▸ PROBLEM TO WORK ON:
Go line by line through the listing below and copy those that hold "block".
══════════
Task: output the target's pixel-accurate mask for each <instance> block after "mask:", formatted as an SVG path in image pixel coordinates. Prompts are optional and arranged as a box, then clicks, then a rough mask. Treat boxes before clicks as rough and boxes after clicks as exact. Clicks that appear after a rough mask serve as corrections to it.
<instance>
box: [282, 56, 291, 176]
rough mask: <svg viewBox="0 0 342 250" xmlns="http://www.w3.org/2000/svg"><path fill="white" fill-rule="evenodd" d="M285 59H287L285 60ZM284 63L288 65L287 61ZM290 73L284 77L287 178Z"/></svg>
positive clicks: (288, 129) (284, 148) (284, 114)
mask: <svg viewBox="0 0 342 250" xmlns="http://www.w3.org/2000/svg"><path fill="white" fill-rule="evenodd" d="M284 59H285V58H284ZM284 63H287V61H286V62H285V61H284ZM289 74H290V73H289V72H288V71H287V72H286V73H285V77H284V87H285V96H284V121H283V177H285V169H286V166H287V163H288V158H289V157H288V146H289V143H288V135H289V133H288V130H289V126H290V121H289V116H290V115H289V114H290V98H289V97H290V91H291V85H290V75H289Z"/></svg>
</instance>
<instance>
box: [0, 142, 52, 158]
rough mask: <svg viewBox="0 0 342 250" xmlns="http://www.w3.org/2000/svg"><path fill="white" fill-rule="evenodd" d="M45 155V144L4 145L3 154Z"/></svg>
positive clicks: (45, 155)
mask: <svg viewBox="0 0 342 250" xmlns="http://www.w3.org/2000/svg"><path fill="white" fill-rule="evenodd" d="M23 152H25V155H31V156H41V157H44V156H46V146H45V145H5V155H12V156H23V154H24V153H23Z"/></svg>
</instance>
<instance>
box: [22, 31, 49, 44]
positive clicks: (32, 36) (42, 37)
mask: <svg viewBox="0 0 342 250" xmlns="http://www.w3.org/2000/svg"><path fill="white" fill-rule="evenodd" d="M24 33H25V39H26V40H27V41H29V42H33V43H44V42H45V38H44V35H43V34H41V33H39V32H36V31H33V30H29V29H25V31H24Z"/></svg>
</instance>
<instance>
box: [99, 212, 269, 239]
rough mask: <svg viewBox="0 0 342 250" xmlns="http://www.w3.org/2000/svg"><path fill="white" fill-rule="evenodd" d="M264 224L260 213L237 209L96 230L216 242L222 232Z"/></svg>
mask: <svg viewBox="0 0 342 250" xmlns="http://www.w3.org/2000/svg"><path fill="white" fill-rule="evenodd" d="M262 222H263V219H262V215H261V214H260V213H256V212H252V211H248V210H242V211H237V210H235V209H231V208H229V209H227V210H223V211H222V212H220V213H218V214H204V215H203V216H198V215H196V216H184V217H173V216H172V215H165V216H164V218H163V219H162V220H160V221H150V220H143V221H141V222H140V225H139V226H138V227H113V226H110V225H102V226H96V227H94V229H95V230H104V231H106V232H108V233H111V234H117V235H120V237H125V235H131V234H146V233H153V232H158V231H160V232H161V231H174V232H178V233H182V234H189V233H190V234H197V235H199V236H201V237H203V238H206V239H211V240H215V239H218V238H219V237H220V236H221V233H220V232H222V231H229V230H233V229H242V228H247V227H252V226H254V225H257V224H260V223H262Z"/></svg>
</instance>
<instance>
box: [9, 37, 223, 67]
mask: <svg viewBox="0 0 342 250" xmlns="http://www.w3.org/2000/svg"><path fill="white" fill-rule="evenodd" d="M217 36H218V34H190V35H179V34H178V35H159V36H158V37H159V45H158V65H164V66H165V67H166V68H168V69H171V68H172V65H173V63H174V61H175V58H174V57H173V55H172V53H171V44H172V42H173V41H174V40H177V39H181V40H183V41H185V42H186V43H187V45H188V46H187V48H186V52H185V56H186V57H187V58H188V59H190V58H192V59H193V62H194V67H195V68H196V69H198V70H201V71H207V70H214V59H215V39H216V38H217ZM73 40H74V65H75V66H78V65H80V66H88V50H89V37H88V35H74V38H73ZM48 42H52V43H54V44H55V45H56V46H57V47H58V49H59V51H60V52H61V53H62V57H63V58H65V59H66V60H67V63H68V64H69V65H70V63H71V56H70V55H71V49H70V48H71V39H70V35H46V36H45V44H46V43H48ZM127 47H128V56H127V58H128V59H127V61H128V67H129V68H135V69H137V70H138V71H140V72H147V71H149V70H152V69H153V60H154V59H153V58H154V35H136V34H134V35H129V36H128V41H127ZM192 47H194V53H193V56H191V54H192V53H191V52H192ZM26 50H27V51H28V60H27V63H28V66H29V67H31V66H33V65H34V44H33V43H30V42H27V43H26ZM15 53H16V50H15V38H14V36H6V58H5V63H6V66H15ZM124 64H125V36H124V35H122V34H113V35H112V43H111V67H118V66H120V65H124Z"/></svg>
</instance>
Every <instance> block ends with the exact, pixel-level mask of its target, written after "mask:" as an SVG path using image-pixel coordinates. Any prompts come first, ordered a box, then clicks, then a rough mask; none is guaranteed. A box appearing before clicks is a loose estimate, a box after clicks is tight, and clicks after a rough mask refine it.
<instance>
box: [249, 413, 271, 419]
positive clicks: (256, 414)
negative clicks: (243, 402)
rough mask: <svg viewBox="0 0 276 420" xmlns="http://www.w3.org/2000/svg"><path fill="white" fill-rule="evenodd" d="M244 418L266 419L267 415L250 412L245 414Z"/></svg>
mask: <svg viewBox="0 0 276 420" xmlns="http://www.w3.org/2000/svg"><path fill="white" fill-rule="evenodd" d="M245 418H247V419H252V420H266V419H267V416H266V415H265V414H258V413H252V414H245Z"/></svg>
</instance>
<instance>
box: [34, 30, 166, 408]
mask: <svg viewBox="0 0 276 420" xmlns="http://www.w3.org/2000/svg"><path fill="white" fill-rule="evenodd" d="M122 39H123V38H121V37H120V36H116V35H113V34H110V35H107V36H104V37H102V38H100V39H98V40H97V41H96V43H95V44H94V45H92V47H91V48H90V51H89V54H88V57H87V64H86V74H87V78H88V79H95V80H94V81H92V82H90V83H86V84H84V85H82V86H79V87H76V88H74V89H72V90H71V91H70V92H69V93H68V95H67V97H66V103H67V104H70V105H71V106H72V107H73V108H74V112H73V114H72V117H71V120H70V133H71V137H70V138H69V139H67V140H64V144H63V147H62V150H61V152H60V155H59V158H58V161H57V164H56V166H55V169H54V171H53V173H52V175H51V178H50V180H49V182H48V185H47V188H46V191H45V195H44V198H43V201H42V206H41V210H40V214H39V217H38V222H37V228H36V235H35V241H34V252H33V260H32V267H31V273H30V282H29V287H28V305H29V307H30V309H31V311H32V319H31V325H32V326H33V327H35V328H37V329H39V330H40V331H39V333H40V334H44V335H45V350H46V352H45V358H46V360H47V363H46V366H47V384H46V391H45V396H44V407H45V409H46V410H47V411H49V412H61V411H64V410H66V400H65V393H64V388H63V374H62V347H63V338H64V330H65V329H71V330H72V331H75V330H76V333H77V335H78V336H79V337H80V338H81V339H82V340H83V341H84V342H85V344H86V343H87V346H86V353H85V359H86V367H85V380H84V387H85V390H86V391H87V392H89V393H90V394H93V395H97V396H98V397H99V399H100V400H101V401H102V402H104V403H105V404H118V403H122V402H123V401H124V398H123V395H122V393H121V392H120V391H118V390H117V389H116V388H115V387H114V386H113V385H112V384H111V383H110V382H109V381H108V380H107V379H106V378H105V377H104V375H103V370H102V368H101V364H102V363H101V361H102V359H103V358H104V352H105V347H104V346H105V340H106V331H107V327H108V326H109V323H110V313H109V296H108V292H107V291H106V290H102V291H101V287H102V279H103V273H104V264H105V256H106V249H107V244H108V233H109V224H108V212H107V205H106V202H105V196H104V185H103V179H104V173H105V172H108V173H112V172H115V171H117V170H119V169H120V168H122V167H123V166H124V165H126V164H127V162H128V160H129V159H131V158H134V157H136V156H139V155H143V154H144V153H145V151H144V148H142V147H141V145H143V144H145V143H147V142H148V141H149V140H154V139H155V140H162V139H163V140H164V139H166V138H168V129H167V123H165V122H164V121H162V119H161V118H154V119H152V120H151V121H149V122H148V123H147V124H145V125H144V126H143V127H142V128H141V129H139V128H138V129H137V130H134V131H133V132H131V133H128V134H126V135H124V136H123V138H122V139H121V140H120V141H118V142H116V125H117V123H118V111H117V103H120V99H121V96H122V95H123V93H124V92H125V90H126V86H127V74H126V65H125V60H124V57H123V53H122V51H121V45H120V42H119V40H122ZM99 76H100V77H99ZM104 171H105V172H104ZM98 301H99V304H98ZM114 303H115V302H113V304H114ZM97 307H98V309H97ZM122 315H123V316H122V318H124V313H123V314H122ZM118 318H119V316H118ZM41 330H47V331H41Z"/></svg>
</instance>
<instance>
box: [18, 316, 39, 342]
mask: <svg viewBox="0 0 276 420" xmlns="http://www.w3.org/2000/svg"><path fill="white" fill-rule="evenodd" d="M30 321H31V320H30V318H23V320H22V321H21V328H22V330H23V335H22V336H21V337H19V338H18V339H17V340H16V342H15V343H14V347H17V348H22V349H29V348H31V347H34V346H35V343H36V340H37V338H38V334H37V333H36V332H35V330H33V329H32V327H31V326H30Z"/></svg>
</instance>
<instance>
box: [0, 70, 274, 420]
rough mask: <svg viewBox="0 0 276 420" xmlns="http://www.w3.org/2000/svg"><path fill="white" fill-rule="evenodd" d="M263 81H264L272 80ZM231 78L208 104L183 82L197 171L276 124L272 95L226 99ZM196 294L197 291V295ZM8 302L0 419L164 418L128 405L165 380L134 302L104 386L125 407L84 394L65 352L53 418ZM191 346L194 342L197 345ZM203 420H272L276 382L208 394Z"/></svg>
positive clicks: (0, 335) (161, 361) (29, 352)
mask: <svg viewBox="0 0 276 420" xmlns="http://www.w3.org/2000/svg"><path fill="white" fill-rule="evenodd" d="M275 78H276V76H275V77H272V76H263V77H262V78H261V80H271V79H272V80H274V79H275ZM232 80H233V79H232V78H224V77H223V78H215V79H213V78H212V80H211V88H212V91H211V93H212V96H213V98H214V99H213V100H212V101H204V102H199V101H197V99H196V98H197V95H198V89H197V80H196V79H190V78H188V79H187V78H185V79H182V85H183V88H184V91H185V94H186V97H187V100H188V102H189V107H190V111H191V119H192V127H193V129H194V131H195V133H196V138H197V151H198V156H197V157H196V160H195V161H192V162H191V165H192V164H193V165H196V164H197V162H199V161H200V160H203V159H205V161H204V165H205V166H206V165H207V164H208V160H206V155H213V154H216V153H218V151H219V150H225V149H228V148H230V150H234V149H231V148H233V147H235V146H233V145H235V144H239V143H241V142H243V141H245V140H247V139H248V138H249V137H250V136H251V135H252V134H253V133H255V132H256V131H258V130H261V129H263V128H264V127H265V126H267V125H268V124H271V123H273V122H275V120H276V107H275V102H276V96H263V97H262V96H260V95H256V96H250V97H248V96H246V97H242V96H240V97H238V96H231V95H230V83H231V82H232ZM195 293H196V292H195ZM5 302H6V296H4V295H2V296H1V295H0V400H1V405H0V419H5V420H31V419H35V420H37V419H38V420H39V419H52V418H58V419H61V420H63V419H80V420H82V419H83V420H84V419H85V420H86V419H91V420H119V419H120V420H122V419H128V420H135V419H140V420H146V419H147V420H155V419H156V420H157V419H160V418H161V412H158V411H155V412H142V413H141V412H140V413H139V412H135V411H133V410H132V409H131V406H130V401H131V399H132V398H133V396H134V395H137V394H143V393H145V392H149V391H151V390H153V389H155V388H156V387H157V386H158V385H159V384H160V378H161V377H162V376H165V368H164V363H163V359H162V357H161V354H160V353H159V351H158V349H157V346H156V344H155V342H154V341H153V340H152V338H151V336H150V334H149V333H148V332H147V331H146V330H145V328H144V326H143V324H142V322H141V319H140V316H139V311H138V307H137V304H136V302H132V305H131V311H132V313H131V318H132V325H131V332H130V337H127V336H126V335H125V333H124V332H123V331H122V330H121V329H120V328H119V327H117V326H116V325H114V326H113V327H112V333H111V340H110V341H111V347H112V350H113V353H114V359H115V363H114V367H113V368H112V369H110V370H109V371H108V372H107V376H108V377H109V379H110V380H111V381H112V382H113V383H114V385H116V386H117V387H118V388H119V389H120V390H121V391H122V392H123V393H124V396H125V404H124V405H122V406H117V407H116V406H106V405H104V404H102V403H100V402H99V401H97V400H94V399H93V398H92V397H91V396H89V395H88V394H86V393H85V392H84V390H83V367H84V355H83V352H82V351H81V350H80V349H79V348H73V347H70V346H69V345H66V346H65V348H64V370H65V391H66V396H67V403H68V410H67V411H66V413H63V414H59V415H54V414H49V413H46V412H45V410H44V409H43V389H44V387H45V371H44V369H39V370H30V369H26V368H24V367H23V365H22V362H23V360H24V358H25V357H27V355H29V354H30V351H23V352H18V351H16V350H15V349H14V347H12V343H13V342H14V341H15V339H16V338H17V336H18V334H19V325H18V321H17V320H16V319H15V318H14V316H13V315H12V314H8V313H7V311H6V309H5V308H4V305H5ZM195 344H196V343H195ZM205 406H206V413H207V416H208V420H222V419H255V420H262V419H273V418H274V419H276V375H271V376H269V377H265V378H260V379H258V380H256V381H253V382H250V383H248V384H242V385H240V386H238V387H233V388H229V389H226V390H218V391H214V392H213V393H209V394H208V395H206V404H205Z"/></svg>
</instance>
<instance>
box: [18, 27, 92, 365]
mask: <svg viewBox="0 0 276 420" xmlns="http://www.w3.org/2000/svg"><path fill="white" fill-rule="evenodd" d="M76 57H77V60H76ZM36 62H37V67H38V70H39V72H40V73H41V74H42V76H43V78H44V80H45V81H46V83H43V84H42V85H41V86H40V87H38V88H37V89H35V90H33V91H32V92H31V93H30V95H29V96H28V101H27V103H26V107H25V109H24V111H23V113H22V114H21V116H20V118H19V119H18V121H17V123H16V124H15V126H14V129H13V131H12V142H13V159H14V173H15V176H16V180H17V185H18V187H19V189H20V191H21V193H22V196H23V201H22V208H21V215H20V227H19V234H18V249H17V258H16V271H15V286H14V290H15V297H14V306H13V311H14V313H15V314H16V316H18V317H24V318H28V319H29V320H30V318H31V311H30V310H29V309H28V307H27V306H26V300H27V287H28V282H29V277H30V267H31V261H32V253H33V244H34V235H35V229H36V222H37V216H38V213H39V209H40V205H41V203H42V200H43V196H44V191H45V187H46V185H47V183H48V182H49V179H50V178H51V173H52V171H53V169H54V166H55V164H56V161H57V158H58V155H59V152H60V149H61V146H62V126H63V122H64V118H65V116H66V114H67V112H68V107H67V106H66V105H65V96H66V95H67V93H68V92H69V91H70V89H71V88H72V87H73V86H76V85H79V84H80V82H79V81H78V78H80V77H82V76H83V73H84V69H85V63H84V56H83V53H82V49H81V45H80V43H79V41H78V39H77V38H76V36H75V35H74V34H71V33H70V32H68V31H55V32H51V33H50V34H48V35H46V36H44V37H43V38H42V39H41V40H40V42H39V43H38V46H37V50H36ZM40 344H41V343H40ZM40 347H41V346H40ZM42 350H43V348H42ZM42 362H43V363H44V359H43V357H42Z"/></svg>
══════════
▸ ANSWER BOX:
Task: output the target's pixel-accurate mask for each <instance> block after "mask:", formatted as an SVG path in image pixel coordinates. Prompts are optional and arranged as a box, then clicks, then a rough mask. Treat boxes before clicks as rough and boxes after clicks as exact. Clicks that appear after a rough mask serve as corrections to it.
Every <instance> block ends with the exact, pixel-level mask of its target, written after "mask:" as an SVG path using image-pixel coordinates. Any prompts come first, ordered a box, then clicks, then a rough mask; none is guaranteed. A box appearing before clicks is a loose estimate, a box after clicks is tight, and clicks after a rough mask refine it.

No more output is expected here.